**Text shown:**
◆ ◆ ◆ ◆ ◆

The entitlement to leave in response to a designated infectious disease is in addition to all other leave entitlements under the ESA: ESA, s. 53.1.

Several of the pre-existing leaves under the ESA could apply to workers coping with COVID-related issues in some circumstances. These include:

  • Sick leave under s. 50;
  • Family responsibility leave under s. 50.0.1;
  • Family medical leave under s. 49.1;
  • Family caregiver leave under s. 49.3; or
  • Critical illness leave under s. 49.4.

Some of these leaves can also attract less well-known EI entitlements under federal legislation.

The availability of these leaves (and, where applicable, associated benefits) would depend on the specific facts of a given case.

Interaction with Collective Agreements

The Employment Standards Act applies to both unionized and non-unionized workers. Where workers are covered by a collective agreement, they still maintain access to all ESA entitlements unless their collective agreement provides them with a greater right or benefit: ESA, s. 5(2). As this is a new leave entitlement, it is unlikely that collective agreements would provide a greater right or benefit, and so unionized workers should have access to this leave.

However, a greater right or benefit analysis is notoriously complex, and will turn on the specific language of a collective agreement. Unions should seek legal advice if they have a question about the applicability of this new leave to their members.

Concerns with the Legislation

On first review, the new leave entitlement appears to apply to most employees impacted by COVID-19. However, some serious gaps may remain.

The most significant is that the new leave entitlement is entirely unpaid. Given the many workers in Ontario who do not have access to EI Benefits, the job protected leave should have provided for pay, at least for the first 14 days – the minimum amount of time that individuals are being asked to self-isolate. Businesses are expected to receive direct financial support from both the federal and provincial governments. Ensuring continued pay to employees who respect requests from public health officials would be a reasonable requirement.

In this respect, it is notable that the government of Alberta has announced its plans to implement a 14-day paid job protected leave.

The legislation could also have been clearer in terms of individuals who follow advice to “voluntarily” self-isolate, but are not subject to any order to do so. The best reading of the legislation is that voluntary self-isolation is covered by s. 50.1(1.1)(b)(iii) of the ESA, which permits leaves taken for self-isolation in accordance with “information” provided by various public officials. However, it would have been preferable had the provision specifically referred to “recommendations”.

◆ ◆ ◆ ◆ ◆

**Supplied records:**
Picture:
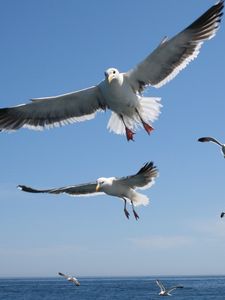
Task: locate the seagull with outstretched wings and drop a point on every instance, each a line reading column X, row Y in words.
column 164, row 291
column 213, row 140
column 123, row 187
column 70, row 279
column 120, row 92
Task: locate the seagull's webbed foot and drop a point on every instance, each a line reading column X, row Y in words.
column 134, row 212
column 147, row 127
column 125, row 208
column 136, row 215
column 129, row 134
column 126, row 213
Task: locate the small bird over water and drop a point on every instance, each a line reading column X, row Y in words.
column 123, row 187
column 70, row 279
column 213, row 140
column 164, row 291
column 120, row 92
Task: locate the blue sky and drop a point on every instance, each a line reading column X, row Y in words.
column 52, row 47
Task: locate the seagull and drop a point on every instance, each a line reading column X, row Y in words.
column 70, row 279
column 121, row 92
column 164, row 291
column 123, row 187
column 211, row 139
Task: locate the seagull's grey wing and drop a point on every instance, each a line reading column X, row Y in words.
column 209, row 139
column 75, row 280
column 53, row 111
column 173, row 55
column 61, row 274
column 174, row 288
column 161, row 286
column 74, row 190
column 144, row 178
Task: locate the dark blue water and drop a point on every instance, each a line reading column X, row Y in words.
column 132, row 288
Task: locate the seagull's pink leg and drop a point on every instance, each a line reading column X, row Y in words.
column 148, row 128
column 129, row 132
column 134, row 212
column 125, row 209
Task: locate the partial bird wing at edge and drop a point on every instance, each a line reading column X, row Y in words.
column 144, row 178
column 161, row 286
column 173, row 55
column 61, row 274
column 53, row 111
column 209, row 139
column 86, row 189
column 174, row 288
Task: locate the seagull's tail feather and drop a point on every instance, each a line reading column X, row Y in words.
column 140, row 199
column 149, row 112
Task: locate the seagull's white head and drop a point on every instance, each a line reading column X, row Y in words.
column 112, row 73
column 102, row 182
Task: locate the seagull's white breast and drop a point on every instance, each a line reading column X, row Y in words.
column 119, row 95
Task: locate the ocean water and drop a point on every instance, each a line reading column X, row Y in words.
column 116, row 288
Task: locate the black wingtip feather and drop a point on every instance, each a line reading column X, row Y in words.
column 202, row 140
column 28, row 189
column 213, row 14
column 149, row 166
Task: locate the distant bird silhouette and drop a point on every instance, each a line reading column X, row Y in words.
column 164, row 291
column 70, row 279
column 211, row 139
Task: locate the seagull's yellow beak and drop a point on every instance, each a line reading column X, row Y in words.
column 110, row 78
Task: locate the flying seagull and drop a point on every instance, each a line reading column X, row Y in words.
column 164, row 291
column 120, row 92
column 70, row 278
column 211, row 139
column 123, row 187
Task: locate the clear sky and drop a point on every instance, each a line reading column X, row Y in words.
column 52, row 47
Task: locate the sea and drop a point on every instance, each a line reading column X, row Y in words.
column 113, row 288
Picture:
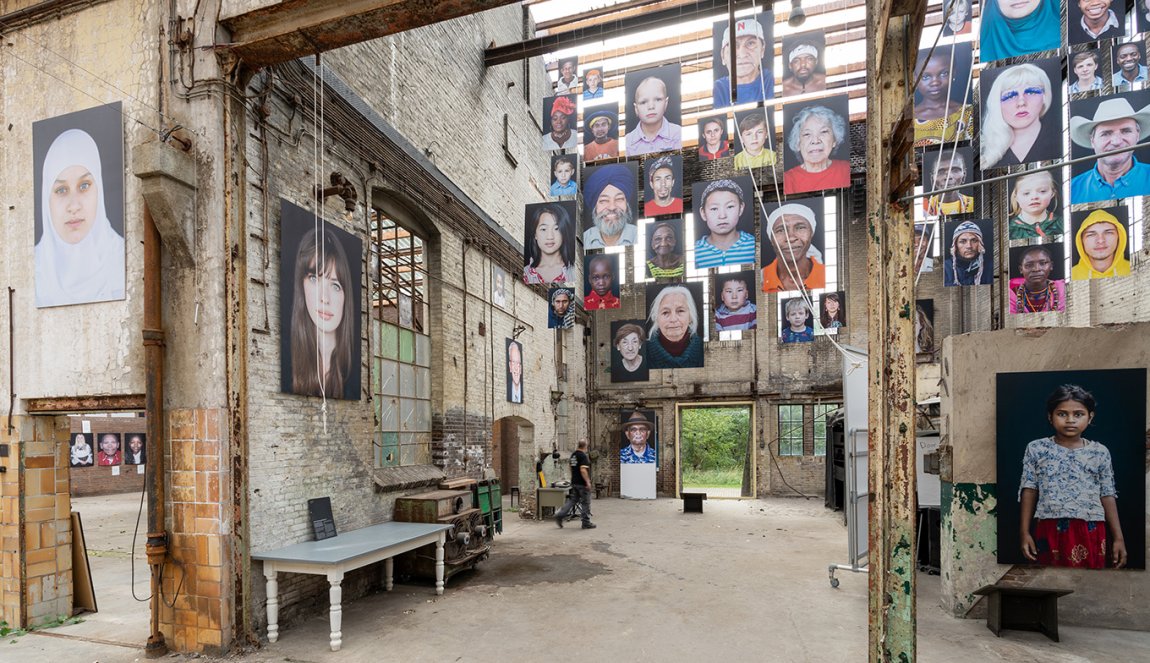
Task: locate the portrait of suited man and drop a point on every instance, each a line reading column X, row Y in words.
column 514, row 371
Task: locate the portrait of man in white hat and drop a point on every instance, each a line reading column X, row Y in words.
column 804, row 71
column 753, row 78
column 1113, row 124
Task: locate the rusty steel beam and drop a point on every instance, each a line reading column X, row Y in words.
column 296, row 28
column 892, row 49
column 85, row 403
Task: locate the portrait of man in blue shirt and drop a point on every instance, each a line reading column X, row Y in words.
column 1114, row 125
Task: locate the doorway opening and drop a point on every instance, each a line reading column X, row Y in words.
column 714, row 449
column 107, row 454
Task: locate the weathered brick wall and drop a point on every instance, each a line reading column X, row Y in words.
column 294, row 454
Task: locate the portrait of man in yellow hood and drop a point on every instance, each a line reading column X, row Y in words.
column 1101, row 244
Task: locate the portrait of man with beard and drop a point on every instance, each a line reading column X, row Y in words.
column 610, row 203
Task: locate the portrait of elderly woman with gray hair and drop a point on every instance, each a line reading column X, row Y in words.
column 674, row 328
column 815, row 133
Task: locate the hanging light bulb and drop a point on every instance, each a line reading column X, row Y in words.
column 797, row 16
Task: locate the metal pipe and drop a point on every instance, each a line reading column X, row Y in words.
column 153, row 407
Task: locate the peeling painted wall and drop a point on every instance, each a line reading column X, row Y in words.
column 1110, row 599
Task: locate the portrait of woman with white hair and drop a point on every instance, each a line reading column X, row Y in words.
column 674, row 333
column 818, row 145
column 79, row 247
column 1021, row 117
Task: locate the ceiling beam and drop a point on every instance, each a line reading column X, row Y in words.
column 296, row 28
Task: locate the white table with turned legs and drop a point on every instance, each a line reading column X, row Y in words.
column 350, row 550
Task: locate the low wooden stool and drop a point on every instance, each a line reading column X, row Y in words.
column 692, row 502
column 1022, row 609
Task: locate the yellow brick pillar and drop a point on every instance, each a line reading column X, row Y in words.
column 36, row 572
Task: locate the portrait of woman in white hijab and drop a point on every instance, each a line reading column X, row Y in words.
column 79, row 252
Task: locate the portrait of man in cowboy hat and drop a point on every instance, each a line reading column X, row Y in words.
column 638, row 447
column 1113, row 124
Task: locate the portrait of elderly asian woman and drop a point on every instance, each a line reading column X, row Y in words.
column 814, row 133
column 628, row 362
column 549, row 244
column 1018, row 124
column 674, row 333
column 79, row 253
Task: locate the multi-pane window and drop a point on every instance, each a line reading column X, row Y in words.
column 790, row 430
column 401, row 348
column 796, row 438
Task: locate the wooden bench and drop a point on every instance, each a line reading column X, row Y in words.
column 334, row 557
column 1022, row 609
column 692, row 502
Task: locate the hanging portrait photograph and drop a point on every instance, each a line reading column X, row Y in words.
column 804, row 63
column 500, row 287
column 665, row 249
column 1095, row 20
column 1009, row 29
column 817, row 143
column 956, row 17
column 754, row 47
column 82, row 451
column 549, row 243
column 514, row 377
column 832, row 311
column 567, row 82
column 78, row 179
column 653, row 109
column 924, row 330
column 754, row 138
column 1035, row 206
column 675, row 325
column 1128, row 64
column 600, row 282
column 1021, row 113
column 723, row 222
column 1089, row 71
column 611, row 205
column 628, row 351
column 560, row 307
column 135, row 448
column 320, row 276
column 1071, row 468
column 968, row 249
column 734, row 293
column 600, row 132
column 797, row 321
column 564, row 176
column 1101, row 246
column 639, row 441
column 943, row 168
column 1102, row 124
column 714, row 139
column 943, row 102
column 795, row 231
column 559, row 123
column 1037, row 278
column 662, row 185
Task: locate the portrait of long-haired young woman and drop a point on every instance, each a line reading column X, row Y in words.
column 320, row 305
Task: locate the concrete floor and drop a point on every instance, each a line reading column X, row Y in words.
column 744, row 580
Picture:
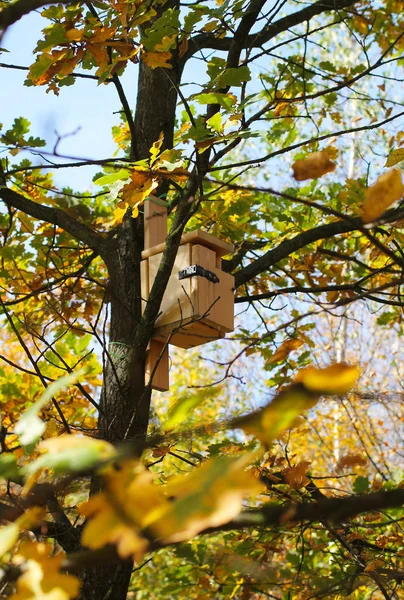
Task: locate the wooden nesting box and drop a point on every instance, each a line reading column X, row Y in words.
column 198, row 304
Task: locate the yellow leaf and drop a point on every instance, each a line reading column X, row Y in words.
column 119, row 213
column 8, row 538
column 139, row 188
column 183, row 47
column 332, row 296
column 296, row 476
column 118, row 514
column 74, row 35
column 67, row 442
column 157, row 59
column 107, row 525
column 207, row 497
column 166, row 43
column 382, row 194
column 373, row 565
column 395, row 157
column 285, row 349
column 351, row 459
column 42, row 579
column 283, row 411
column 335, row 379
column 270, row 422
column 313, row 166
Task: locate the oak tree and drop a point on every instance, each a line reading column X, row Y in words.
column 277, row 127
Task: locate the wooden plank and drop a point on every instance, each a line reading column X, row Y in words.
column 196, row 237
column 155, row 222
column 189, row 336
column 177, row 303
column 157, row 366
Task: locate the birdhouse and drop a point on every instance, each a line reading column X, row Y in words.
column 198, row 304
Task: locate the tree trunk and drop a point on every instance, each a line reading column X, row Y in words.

◆ ◆ ◆ ◆ ◆

**Work order 1:**
In the text on Ontario's new leave entitlement, what has the government of Alberta announced?
**Work order 2:**
Reproduce part of the text on Ontario's new leave entitlement: start at the words "Several of the" and stop after "a given case.".
Answer from the text only, not the rows.

**Exercise result 1:**
Its plans to implement a 14-day paid job protected leave.

**Exercise result 2:**
Several of the pre-existing leaves under the ESA could apply to workers coping with COVID-related issues in some circumstances. These include:

  • Sick leave under s. 50;
  • Family responsibility leave under s. 50.0.1;
  • Family medical leave under s. 49.1;
  • Family caregiver leave under s. 49.3; or
  • Critical illness leave under s. 49.4.

Some of these leaves can also attract less well-known EI entitlements under federal legislation.

The availability of these leaves (and, where applicable, associated benefits) would depend on the specific facts of a given case.